→ What this task involves
Exact copies of the line with "Where can you see the person standing" and of all lines after it through the end of the entries are required, and no other lines.

(Source data)
%%
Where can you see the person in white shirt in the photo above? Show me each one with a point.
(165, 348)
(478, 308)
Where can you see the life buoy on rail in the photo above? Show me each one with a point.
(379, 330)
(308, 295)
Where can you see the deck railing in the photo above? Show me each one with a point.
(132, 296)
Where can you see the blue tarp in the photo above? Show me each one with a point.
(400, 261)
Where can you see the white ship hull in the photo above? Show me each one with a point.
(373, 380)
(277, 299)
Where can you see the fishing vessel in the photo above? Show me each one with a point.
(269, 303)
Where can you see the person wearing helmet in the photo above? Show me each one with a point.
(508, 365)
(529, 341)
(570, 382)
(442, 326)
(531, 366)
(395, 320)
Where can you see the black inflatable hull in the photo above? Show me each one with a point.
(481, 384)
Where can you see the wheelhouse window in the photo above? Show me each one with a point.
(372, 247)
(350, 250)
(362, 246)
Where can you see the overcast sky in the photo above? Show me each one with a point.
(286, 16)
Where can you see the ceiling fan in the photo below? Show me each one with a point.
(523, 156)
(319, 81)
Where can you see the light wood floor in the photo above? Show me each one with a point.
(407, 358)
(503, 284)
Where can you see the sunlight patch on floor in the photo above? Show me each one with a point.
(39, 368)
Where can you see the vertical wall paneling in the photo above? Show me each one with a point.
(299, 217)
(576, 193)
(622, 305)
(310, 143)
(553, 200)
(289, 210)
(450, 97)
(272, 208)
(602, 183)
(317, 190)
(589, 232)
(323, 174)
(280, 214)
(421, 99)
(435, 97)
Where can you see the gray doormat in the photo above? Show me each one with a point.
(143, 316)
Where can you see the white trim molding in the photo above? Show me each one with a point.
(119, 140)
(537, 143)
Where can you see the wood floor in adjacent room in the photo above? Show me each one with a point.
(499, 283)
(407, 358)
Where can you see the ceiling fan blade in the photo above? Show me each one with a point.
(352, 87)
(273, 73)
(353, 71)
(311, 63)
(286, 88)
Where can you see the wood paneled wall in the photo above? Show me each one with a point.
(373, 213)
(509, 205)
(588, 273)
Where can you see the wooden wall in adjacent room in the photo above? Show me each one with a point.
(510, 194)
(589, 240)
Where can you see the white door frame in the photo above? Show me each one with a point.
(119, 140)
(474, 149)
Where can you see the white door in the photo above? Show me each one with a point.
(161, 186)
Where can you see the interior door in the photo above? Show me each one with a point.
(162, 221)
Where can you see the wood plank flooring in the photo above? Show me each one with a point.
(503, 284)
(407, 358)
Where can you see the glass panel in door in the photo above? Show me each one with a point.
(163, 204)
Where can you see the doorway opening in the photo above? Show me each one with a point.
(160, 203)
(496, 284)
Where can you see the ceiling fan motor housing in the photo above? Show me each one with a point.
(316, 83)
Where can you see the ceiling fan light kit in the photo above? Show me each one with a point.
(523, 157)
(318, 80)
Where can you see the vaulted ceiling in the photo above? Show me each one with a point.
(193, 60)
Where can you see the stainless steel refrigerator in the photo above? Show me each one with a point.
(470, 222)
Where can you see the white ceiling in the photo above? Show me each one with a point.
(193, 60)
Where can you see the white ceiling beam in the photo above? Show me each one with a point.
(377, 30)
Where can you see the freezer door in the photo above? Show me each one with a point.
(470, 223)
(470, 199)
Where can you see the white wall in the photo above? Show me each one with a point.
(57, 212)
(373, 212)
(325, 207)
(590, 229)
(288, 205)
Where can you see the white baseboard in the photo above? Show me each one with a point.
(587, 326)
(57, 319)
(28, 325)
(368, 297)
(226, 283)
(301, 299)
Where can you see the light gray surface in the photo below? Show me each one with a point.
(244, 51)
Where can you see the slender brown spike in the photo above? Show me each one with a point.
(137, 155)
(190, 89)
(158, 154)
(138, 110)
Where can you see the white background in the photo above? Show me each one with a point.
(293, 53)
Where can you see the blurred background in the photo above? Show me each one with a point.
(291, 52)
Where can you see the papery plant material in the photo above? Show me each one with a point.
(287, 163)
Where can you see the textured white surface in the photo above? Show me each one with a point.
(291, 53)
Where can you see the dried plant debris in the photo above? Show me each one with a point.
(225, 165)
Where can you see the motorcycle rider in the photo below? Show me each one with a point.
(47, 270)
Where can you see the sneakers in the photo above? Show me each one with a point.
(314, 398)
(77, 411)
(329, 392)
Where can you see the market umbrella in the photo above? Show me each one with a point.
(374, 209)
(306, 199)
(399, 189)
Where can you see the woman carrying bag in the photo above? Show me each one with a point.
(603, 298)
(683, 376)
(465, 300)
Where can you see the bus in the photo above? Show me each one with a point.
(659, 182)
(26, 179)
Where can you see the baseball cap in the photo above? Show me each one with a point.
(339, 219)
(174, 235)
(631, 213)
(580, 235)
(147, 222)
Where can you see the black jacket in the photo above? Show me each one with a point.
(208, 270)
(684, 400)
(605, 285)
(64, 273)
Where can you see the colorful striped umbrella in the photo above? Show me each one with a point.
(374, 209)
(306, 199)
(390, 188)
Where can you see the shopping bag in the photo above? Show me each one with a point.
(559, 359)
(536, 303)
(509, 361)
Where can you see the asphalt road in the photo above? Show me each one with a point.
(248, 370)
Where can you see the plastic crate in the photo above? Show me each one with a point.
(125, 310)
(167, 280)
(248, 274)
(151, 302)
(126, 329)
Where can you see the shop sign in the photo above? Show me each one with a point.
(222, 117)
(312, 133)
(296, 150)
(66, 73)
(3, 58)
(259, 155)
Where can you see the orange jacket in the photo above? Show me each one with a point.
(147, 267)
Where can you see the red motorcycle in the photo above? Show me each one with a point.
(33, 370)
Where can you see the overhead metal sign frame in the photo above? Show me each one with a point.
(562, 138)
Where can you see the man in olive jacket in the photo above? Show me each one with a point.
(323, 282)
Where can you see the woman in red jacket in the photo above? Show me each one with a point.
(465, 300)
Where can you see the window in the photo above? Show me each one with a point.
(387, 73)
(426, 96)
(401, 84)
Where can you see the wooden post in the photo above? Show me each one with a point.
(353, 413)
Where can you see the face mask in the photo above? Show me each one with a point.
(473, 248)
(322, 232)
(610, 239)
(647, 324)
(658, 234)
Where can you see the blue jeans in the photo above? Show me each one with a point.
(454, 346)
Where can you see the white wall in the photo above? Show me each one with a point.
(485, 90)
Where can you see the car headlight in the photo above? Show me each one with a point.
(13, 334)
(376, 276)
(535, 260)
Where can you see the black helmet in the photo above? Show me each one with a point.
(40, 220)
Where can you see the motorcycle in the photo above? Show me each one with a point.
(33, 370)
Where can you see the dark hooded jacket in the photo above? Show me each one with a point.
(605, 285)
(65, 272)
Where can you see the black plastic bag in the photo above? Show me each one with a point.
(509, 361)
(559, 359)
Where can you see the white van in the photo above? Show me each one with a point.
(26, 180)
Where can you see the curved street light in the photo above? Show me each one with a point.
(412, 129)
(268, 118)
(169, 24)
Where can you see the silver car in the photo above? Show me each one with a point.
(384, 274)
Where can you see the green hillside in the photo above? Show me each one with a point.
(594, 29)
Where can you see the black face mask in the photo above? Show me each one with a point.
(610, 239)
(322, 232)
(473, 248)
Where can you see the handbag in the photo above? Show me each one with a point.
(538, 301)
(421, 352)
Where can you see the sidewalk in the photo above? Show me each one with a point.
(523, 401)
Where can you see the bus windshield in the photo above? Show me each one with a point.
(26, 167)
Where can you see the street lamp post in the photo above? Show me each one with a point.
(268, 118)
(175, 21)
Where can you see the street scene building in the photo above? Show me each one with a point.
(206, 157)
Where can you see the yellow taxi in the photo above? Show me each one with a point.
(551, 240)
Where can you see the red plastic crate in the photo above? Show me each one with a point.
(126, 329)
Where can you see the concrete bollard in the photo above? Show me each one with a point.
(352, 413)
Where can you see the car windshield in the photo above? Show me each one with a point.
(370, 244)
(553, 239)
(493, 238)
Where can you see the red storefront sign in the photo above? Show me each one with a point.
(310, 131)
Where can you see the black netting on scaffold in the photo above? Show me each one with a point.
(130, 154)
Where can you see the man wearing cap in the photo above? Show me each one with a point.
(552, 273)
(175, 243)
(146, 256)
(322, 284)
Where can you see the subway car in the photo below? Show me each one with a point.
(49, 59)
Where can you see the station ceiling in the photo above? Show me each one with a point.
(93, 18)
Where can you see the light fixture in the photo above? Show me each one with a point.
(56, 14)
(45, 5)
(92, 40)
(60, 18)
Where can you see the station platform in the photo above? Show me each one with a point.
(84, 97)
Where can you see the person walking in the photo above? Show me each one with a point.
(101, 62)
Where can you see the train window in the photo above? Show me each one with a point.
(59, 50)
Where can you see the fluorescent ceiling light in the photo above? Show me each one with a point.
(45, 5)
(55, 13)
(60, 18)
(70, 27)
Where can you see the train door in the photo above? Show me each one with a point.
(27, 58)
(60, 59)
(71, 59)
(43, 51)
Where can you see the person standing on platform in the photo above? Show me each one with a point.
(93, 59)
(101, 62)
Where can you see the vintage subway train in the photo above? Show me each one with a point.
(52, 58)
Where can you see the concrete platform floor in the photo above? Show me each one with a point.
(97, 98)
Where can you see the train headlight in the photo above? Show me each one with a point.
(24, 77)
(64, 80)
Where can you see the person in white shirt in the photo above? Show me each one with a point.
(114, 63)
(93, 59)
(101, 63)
%%
→ Solution to this exercise
Where can you see the person standing on platform in the photo above? Show me each one with a point.
(93, 59)
(101, 62)
Where can you see the vintage subway train in the photo above? Show me each one with a point.
(52, 58)
Where can you see the concrete platform floor in the photo above? Show me each one with a point.
(97, 98)
Where can you see the train headlight in the photo above? Show me each one with a point.
(24, 77)
(64, 80)
Where can you see the person in white shirt in the photo above? Show me each one with a point.
(114, 63)
(93, 59)
(101, 63)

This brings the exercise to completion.